» GIVEN TASK: Repeat exactly the lines below, from the line containing "Target: bush" through the last line, both included. Leave out any pictures.

» THE INPUT:
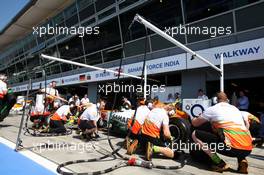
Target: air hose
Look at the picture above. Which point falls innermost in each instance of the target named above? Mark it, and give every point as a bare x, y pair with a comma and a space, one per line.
126, 161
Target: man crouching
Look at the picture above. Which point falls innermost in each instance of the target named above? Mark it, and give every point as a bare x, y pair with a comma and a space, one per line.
60, 117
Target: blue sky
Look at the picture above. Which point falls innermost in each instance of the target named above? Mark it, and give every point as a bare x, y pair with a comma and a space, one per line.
9, 9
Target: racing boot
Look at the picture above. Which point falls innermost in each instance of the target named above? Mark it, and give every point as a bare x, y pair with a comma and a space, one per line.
242, 166
149, 151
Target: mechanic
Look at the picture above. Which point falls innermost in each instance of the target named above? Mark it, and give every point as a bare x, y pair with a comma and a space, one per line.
3, 87
60, 117
229, 130
158, 118
7, 98
141, 114
88, 119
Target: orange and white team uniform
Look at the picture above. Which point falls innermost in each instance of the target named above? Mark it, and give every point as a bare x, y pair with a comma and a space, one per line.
141, 114
61, 113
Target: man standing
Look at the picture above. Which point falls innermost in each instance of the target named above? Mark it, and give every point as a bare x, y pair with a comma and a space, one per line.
201, 95
3, 87
229, 131
52, 96
85, 100
88, 120
7, 98
60, 117
156, 121
242, 102
140, 116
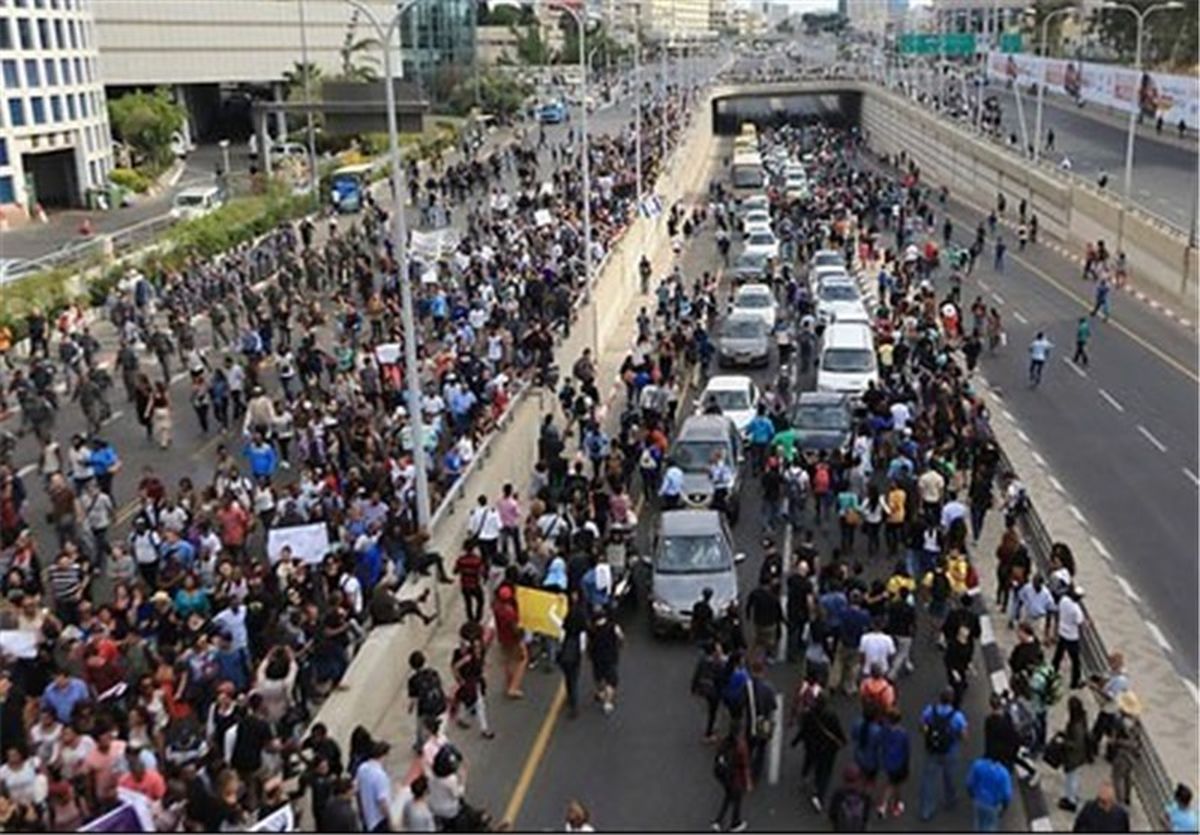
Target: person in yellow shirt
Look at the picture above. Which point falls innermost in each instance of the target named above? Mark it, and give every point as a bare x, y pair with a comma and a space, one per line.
897, 500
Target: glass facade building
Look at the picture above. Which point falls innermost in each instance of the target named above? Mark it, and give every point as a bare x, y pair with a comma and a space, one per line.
54, 136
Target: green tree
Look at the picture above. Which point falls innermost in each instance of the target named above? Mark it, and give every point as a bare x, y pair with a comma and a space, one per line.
145, 121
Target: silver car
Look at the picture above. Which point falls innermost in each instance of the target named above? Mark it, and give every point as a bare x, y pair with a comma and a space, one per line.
743, 340
693, 551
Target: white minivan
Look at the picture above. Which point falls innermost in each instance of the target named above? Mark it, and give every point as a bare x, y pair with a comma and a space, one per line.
847, 360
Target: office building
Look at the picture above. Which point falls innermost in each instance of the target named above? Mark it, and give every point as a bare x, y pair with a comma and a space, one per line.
54, 137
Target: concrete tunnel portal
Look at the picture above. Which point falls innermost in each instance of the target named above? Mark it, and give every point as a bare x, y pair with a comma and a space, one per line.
838, 109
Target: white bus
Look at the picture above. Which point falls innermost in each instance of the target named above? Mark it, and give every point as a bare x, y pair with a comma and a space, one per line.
748, 172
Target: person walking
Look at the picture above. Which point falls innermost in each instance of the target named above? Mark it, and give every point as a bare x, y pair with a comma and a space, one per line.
731, 767
945, 727
990, 787
1083, 335
1039, 352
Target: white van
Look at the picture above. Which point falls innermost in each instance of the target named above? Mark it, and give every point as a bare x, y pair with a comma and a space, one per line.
196, 202
847, 360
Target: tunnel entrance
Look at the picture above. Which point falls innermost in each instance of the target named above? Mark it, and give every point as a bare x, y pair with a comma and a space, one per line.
839, 109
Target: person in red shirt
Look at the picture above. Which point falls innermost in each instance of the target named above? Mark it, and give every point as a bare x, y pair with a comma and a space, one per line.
510, 638
469, 566
141, 779
235, 522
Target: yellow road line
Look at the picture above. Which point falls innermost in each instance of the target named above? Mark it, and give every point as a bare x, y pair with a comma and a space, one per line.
537, 754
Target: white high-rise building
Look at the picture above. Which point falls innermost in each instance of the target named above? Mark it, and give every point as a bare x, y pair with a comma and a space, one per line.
54, 138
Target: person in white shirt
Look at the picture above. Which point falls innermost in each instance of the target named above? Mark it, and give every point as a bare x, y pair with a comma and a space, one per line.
1071, 622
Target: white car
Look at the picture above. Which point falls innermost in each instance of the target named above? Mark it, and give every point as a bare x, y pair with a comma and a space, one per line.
759, 300
765, 241
756, 220
735, 395
838, 300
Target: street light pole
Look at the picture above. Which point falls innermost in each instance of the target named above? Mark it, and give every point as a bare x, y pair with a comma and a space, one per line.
307, 102
1042, 82
1140, 14
400, 250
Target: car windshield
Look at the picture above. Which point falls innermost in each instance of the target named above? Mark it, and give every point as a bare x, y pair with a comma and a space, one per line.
755, 300
696, 456
847, 360
694, 554
730, 400
838, 293
821, 416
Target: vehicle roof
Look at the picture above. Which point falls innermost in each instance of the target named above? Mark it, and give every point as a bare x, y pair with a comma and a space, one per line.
705, 427
729, 383
690, 523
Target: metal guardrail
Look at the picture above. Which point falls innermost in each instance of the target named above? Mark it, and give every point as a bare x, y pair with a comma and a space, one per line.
1151, 780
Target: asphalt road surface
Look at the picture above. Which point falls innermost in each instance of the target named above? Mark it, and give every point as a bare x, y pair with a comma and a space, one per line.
1164, 175
646, 767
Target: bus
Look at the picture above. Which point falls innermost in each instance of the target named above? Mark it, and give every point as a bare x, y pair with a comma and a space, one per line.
748, 172
348, 186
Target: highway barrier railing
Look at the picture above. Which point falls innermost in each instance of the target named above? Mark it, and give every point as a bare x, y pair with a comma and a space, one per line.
1151, 780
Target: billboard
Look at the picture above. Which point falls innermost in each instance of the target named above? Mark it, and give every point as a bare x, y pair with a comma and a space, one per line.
1152, 94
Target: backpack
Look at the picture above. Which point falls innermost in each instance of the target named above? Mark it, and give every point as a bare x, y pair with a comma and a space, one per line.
851, 812
940, 733
821, 479
430, 698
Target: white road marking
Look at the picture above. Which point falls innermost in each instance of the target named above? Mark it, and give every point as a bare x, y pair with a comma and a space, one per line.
1111, 401
1125, 587
1159, 638
1145, 433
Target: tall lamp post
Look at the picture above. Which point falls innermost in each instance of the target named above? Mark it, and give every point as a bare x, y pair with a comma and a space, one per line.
384, 34
1140, 14
581, 20
1042, 82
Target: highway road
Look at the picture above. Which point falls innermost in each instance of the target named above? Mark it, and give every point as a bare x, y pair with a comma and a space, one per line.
1164, 174
646, 767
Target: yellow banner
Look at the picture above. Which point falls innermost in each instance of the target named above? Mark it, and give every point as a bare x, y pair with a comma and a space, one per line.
541, 612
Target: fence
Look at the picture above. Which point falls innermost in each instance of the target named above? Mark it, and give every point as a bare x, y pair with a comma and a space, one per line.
1151, 780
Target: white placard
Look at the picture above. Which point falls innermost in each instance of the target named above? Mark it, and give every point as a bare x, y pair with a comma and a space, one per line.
309, 542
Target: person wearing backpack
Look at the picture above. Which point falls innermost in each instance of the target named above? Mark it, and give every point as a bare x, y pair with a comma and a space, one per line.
426, 697
731, 767
943, 727
850, 808
990, 787
897, 751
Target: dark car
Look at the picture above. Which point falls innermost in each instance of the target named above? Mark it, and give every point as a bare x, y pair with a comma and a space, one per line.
823, 422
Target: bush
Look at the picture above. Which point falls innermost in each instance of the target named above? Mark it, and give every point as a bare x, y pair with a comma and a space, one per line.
131, 179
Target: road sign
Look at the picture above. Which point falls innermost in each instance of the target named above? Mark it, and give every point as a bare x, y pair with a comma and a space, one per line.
958, 44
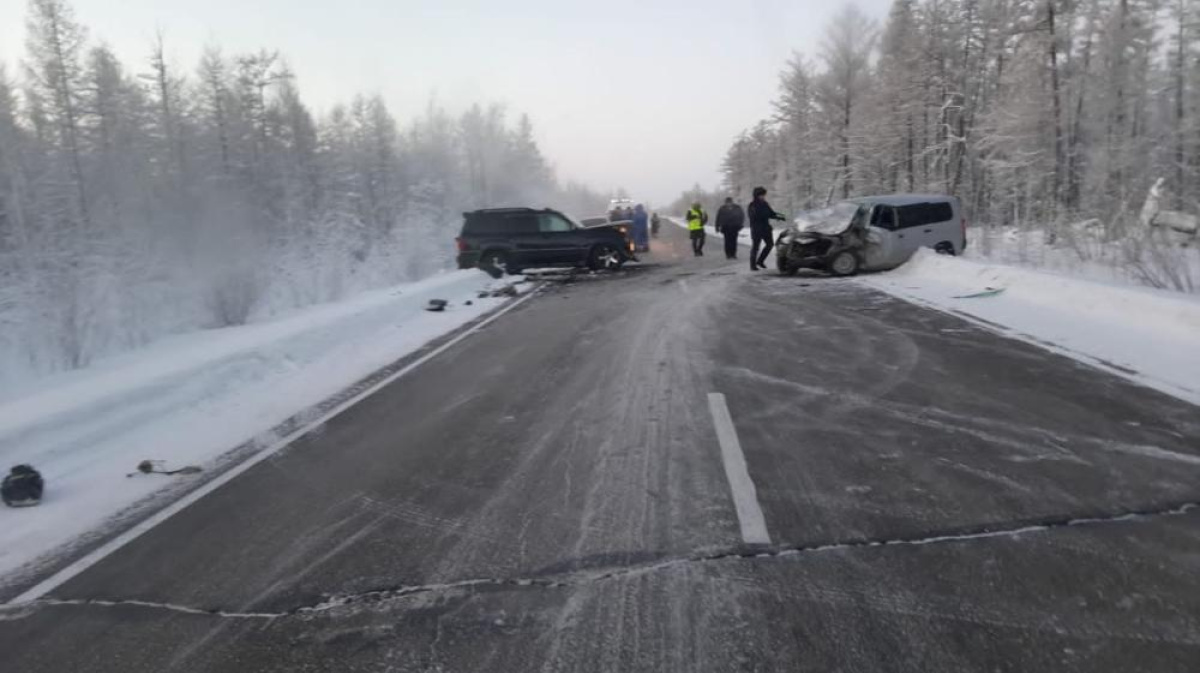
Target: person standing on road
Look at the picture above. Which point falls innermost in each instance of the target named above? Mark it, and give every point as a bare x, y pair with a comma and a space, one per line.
730, 220
696, 221
761, 230
641, 229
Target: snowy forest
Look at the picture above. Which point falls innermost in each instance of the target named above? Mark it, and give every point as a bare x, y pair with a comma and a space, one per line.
145, 199
1055, 116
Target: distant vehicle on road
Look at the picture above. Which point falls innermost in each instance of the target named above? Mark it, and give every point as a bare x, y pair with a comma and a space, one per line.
871, 234
505, 240
621, 210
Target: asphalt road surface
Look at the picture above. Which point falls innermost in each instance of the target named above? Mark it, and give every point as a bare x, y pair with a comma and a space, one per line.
682, 467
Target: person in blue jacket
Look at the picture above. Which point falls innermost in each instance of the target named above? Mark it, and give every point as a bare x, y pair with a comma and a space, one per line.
641, 229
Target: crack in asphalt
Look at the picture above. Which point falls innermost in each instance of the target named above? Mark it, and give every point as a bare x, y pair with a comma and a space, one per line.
581, 578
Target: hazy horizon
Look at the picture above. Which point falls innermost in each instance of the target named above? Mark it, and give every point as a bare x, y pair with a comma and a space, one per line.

» COMPLETE OUTPUT:
Target: bush
Look at the picture above. Which point falls innermost in each instance of the target named above? Mark it, and give every point as a bare x, y pair with a comma and a space, one per line.
131, 179
Target: road sign
Look at the picture above. Which point falls innermost in each instance of the target named above? Mark it, and give every point as a bare x, y pair with a comma and a space, one per line.
958, 44
Target: person standing on road
Look at the picture above. Which point falls innermost in each instance of the target named above? Mark it, and give every point as a bare x, y pair with a comma and a space, one per line.
730, 220
696, 221
761, 230
641, 229
Target: snowy forest
Look at the picture above. Which point falls innermost in each instance of the target named above? Mark it, and give every point as a bare x, y pair with a comma and a space, one per line.
145, 199
1055, 116
Target: distant vehicle on road
Look at the picture above. Which point falls innermost in each instance of the target named above? Mark it, and give every point as a bare x, y pair with a comma and a space, one per line.
871, 234
505, 240
621, 210
Target: asphalt road surface
Look at the picture above. Which point falls innermost in each instance of the target named above? Mark it, and give every point as a bare x, y pair with a comma and a space, one per line.
682, 467
Target: person in blue jacket
Look at the picture above. Which point falls innermost in each instance of the target named above? Mark it, and give every point as a bare x, y pair with a comma and a space, one per line.
641, 229
Target: crack in asphalt
Look at the picture above. Which point falls innermost in each instance of the target named above? Mark it, and give every point as a bare x, y pair with a comma and a space, one per line.
581, 578
Target: hazy horizon
Look at the picture above. Which point falls innermost in each instance of the target named above? Mark it, and give every point as a bare x, y pair with a comma and a space, one per line.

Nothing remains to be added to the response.